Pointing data
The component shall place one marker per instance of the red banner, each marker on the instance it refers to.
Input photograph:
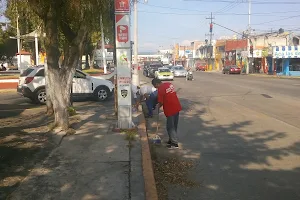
(122, 5)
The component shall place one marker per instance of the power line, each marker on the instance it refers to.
(221, 14)
(218, 12)
(229, 7)
(295, 16)
(254, 2)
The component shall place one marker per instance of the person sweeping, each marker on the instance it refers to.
(167, 98)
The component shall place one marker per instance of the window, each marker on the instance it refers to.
(294, 64)
(79, 75)
(41, 73)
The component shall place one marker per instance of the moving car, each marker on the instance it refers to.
(179, 71)
(32, 85)
(233, 69)
(164, 73)
(150, 70)
(201, 67)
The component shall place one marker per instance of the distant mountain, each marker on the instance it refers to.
(147, 53)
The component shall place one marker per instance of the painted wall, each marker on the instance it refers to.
(235, 44)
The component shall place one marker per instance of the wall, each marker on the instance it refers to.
(259, 42)
(235, 44)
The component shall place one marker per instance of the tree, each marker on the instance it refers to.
(73, 20)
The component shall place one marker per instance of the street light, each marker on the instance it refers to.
(135, 75)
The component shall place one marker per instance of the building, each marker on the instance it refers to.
(262, 45)
(235, 53)
(286, 60)
(220, 54)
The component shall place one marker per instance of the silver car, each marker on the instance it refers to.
(179, 71)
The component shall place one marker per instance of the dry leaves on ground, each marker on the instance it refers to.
(172, 171)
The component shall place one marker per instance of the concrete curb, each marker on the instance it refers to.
(148, 173)
(274, 76)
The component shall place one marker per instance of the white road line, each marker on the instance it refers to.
(9, 81)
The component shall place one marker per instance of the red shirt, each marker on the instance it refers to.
(168, 98)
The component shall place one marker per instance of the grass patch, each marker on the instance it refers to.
(72, 111)
(171, 170)
(93, 71)
(130, 136)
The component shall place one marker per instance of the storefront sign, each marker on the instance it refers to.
(256, 54)
(122, 6)
(286, 52)
(123, 51)
(122, 31)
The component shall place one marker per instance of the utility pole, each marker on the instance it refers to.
(103, 46)
(135, 75)
(18, 43)
(249, 40)
(210, 39)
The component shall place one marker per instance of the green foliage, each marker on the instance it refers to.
(72, 111)
(71, 12)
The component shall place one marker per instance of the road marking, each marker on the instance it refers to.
(9, 81)
(24, 109)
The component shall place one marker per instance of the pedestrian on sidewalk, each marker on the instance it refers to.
(167, 98)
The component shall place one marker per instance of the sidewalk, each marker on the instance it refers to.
(93, 164)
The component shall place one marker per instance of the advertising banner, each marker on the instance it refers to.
(123, 54)
(286, 52)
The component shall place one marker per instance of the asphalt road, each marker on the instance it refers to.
(243, 133)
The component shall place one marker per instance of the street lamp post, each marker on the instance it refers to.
(135, 75)
(18, 44)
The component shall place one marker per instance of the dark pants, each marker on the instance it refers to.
(172, 124)
(151, 103)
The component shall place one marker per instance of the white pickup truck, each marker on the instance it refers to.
(32, 85)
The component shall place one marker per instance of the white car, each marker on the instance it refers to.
(32, 85)
(164, 73)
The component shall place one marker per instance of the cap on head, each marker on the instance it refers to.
(156, 82)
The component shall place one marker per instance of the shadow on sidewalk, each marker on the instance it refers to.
(94, 163)
(229, 161)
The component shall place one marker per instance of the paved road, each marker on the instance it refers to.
(244, 134)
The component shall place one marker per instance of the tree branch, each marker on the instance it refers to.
(39, 8)
(67, 31)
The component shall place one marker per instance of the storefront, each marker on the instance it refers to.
(287, 60)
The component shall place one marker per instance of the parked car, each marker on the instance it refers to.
(201, 67)
(179, 71)
(150, 70)
(233, 69)
(32, 85)
(164, 73)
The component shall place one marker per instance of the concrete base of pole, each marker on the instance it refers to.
(135, 77)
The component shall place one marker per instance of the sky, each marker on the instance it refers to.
(161, 23)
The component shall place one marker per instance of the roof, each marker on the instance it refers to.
(23, 53)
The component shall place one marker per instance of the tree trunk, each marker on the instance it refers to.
(49, 104)
(93, 58)
(59, 92)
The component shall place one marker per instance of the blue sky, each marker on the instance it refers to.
(163, 22)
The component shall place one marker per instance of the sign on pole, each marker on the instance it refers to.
(123, 49)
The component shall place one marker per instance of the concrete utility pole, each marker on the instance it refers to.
(103, 47)
(36, 41)
(210, 38)
(135, 75)
(18, 43)
(249, 33)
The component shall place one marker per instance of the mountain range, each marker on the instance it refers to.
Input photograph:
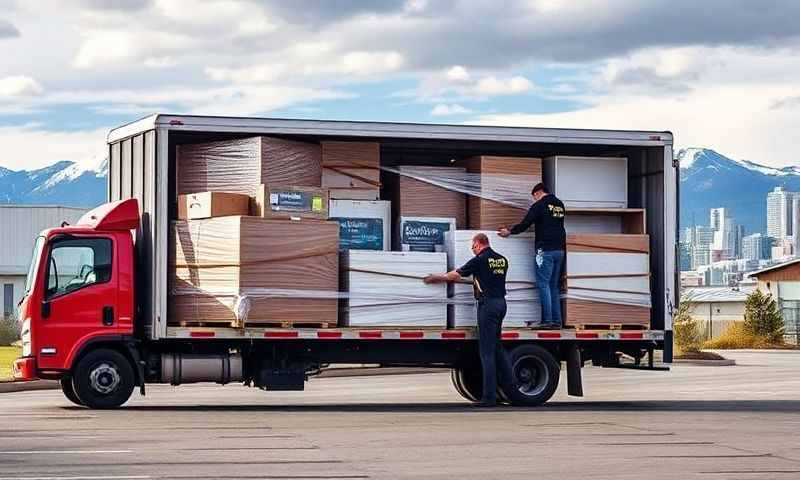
(708, 180)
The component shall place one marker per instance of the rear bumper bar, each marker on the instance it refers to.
(24, 369)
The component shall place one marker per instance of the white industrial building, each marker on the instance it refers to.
(19, 226)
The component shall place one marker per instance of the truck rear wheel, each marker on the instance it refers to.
(103, 379)
(536, 372)
(69, 391)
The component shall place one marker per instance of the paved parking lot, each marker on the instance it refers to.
(739, 422)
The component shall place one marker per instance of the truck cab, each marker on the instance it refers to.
(79, 300)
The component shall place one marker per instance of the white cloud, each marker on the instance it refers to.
(50, 146)
(443, 110)
(457, 74)
(19, 86)
(493, 86)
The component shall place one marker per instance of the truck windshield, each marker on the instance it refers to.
(37, 252)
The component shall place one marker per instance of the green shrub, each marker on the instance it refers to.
(686, 331)
(762, 318)
(9, 330)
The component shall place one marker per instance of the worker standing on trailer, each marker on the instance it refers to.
(547, 216)
(488, 270)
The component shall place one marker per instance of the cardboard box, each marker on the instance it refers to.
(351, 170)
(364, 225)
(522, 172)
(588, 182)
(212, 204)
(273, 201)
(241, 165)
(524, 304)
(423, 234)
(416, 198)
(236, 271)
(385, 289)
(608, 280)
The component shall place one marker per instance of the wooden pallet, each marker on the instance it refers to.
(608, 326)
(291, 325)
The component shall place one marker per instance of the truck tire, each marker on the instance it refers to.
(536, 372)
(103, 379)
(69, 391)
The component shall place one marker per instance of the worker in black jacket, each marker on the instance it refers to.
(547, 216)
(488, 270)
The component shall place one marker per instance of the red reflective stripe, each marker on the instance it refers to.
(631, 335)
(549, 334)
(452, 335)
(202, 334)
(412, 334)
(329, 334)
(373, 334)
(282, 334)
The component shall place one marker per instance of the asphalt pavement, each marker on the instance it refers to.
(740, 422)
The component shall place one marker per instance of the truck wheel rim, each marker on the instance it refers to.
(104, 378)
(532, 375)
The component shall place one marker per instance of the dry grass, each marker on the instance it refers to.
(7, 356)
(736, 336)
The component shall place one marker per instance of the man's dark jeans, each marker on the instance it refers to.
(491, 312)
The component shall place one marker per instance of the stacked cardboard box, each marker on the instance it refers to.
(608, 280)
(273, 201)
(364, 224)
(385, 289)
(240, 166)
(414, 198)
(595, 182)
(496, 174)
(212, 204)
(523, 298)
(351, 170)
(229, 271)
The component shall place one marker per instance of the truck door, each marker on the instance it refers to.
(80, 298)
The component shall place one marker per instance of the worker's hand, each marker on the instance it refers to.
(432, 278)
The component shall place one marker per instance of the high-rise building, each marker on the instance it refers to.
(779, 213)
(756, 247)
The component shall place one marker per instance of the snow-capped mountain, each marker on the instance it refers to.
(709, 180)
(78, 184)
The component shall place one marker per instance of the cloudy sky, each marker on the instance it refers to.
(719, 74)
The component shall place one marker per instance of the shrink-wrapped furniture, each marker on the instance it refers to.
(385, 289)
(608, 280)
(241, 165)
(249, 271)
(500, 177)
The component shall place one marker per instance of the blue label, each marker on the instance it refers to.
(423, 236)
(360, 233)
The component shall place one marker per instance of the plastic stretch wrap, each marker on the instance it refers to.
(608, 280)
(217, 260)
(240, 166)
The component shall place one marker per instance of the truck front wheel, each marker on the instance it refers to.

- WHAT IS ASKED -
Reproduce all of the data above word for word, leaving out the pictures.

- EXPECTED ANSWER -
The component shall place one marker per instance of the red banner, each marker on the instance it refers to.
Input photograph:
(122, 5)
The component shall place one marker per instance of the power line, each marker on the instance it refers to.
(221, 14)
(218, 12)
(229, 7)
(295, 16)
(254, 2)
The component shall place one marker per instance of the person sweeping, each marker on the instance it refers to.
(167, 98)
The component shall place one marker per instance of the window, each marker on the instance it refers to.
(294, 64)
(79, 75)
(41, 73)
The component shall place one marker per instance of the moving car, each marker on the instance it refers to.
(179, 71)
(32, 85)
(233, 69)
(164, 73)
(150, 70)
(201, 67)
The component shall place one marker per instance of the distant mountain, each marker on the instance it refers to.
(147, 53)
The component shall place one marker per instance of the painted wall, each marker on the instance it refers to.
(235, 44)
The component shall place one marker per instance of the wall, each marker on the instance it refers to.
(259, 42)
(235, 44)
The component shall place one marker per instance of the tree, each marker on the instance it refers to.
(73, 20)
The component shall place one marker per instance of the street light, each marker on the instance it refers to.
(135, 75)
The component shall place one marker per instance of the building, each marker on the instance it refers to.
(262, 45)
(235, 53)
(286, 60)
(220, 54)
The component shall place one marker per instance of the silver car, each marker on the instance it refers to.
(179, 71)
The component shall place one marker per instance of the dry leaves on ground, each marker on the instance it refers to.
(172, 171)
The component shall place one marker per instance of the concrete curb, each marker on the instance it refers to.
(148, 173)
(274, 76)
The component shall place one marker per instance of the white road line, each marker on the instance it refers to.
(9, 81)
The component shall place one marker per instance of the red shirt, each marker on the instance it refers to.
(168, 98)
The component shall place one marker per instance of the grass patch, each marker on the instance it refers to.
(72, 111)
(171, 170)
(93, 71)
(130, 136)
The component shall place one marker per instance of the storefront sign, each marker on the instance it refers to.
(256, 54)
(122, 6)
(286, 52)
(123, 51)
(122, 31)
The component shall place one marker per instance of the utility pole, each marker on the instance it refers to.
(103, 46)
(135, 75)
(18, 43)
(249, 40)
(210, 39)
The component shall place one marker per instance of the green foliage, each marker on the instance it refers to.
(72, 111)
(71, 12)
The component shall place one marker per instance of the road marking, each marker on the instance it refers to.
(9, 81)
(24, 109)
The component shall place one marker per instance of the pedestrian on sidewalk, each marker on the instance it refers to.
(167, 98)
The component shall place one marker per instance of the sidewalk, each marker on the instance it refers to.
(93, 164)
The component shall place one marker per instance of the advertising banner, each marker on the instance it refers to.
(123, 54)
(286, 52)
The component shall place one marker per instance of the asphalt road, each marker on the instance it refers to.
(243, 133)
The component shall place one marker per instance of the street lamp post, each marker on the instance it refers to.
(135, 75)
(18, 44)
The component shall place one marker per instance of the dark pants, each marker on the instance it refers to.
(172, 124)
(151, 103)
The component shall place one marker per instance of the white pickup truck, each marker on the instance it refers to.
(32, 85)
The component shall place one marker per instance of the white car, each marker on the instance it refers to.
(32, 85)
(164, 73)
The component shall place one marker per instance of the cap on head, each marker on the instance it refers to.
(156, 82)
The component shall place one marker per instance of the shadow on sidewalk, each marker on the instance it refers to.
(94, 163)
(229, 161)
The component shall place one marker per instance of the paved road, each marker on the instance it refers to.
(244, 134)
The component shall place one marker per instance of the tree branch, each marker on the instance it refers to.
(39, 8)
(67, 31)
The component shall place one marker per instance of the storefront, each marker on the instance it refers to.
(287, 60)
The component shall place one marker per instance of the parked car, each marker on the instance it refers to.
(201, 67)
(179, 71)
(150, 70)
(233, 69)
(32, 85)
(164, 73)
The component shall place one marker per instance of the concrete base of pole, each marker on the instance it refers to.
(135, 77)
The component shall place one marker per instance of the sky, each marker on the instance it refers to.
(161, 23)
The component shall place one marker per instance of the roof, each marker on the instance it refers to.
(23, 53)
The component shall place one marker per instance of the tree trunk, each marker on the instance it refers to.
(49, 104)
(93, 58)
(59, 92)
The component shall place one marker per instance of the blue sky, each marker on the instance it refers to.
(163, 22)
The component shall place one marker per instance of the sign on pole, each marker on the instance it refers to.
(123, 49)
The component shall place one marker per instance of the concrete utility pole, each marker on the instance it refers to.
(103, 47)
(36, 41)
(210, 38)
(135, 75)
(18, 43)
(249, 33)
The component shall place one marker per instance of the mountain range, each marker on the instance it refers to.
Input photograph:
(708, 180)
The component shall place one marker per instance of the rear bumper bar, each marker on the instance it refers to.
(24, 369)
The component shall place one marker per instance of the white industrial building, each marker on the instance it refers to.
(19, 226)
The component shall place one marker per instance of the truck rear wheel, each marker on the instance it refers to.
(103, 379)
(536, 372)
(69, 391)
The component shall place one marker per instance of the paved parking lot, each marker on the instance it refers to.
(739, 422)
The component shall place one marker per instance of the truck cab, each marker on the instance it refers to.
(79, 300)
The component shall place one marker per instance of the white cloud, each marker on the instance it refers to.
(50, 146)
(443, 110)
(457, 74)
(19, 86)
(493, 86)
The component shall place one marker per instance of the truck windshield, each marker on the instance it refers to.
(37, 252)
The component shall place one marker per instance of the green shrub, each marker on the instance it refers to.
(686, 331)
(762, 318)
(9, 330)
The component shall place one marker per instance of the worker standing on trailer, each marker on the instance it refers to.
(547, 216)
(488, 270)
The component shall place one marker per instance of the cardboard box, each marker on the instance it refers to.
(351, 170)
(364, 225)
(522, 172)
(588, 182)
(212, 204)
(273, 201)
(241, 165)
(524, 304)
(423, 234)
(416, 198)
(236, 271)
(385, 289)
(608, 280)
The component shall place one marker per instance of the wooden pallet, each marker on the instance it refers to.
(608, 326)
(291, 325)
The component shall place one marker per instance of the truck tire, each marker on the instance it refers to.
(536, 372)
(103, 379)
(69, 391)
The component shall place one marker per instance of the worker in black jacket, each marker on the instance it refers to.
(547, 216)
(488, 270)
The component shall place one marker per instance of the red reflective stripe, each marker on the instance it refers to.
(631, 335)
(549, 334)
(452, 335)
(202, 334)
(412, 334)
(329, 334)
(373, 334)
(282, 334)
The component shall place one marker per instance of the asphalt pavement, each marker on the instance it refers to.
(740, 422)
The component shall place one marker per instance of the truck wheel rim, each marker on the instance it refers to.
(104, 378)
(532, 375)
The component shall place one marker per instance of the dry grass, each marker on the instance it refers to.
(7, 356)
(736, 336)
The component shall place one marker per instance of the man's dark jeans, each marker on the instance it refers to.
(491, 312)
The component shall place one marker per instance of the stacked cardboard box, each marker on the instance it refers to.
(608, 280)
(273, 201)
(364, 224)
(385, 289)
(240, 166)
(414, 198)
(595, 182)
(496, 174)
(212, 204)
(523, 298)
(351, 170)
(229, 271)
The component shall place one marker per instance of the truck door, each marker on the instance it refers to.
(80, 298)
The component shall place one marker per instance of the worker's hand, each marker on the instance it refers to.
(432, 278)
The component shall place one marker per instance of the high-rise building, each marker on the instance it refers to.
(779, 213)
(756, 247)
The component shall place one marker per instance of the snow-capped mountain, each marker on the instance it refers to.
(709, 180)
(78, 184)
The component shall place one marker per instance of the cloudy sky, each marker on the instance it refers to.
(719, 74)
The component shall place one marker per instance of the shrink-wrapped furniture, each marker on the instance it refers to.
(385, 289)
(608, 280)
(241, 165)
(249, 271)
(500, 177)
The component shall place one marker per instance of the blue label, each marker on the instance it refers to.
(423, 236)
(360, 233)
The component shall place one marker per instance of the plastic stretch wrap, each marker on the instance it refers to.
(608, 280)
(217, 260)
(240, 166)
The component shall place one marker per instance of the truck front wheel, each marker on the instance it refers to.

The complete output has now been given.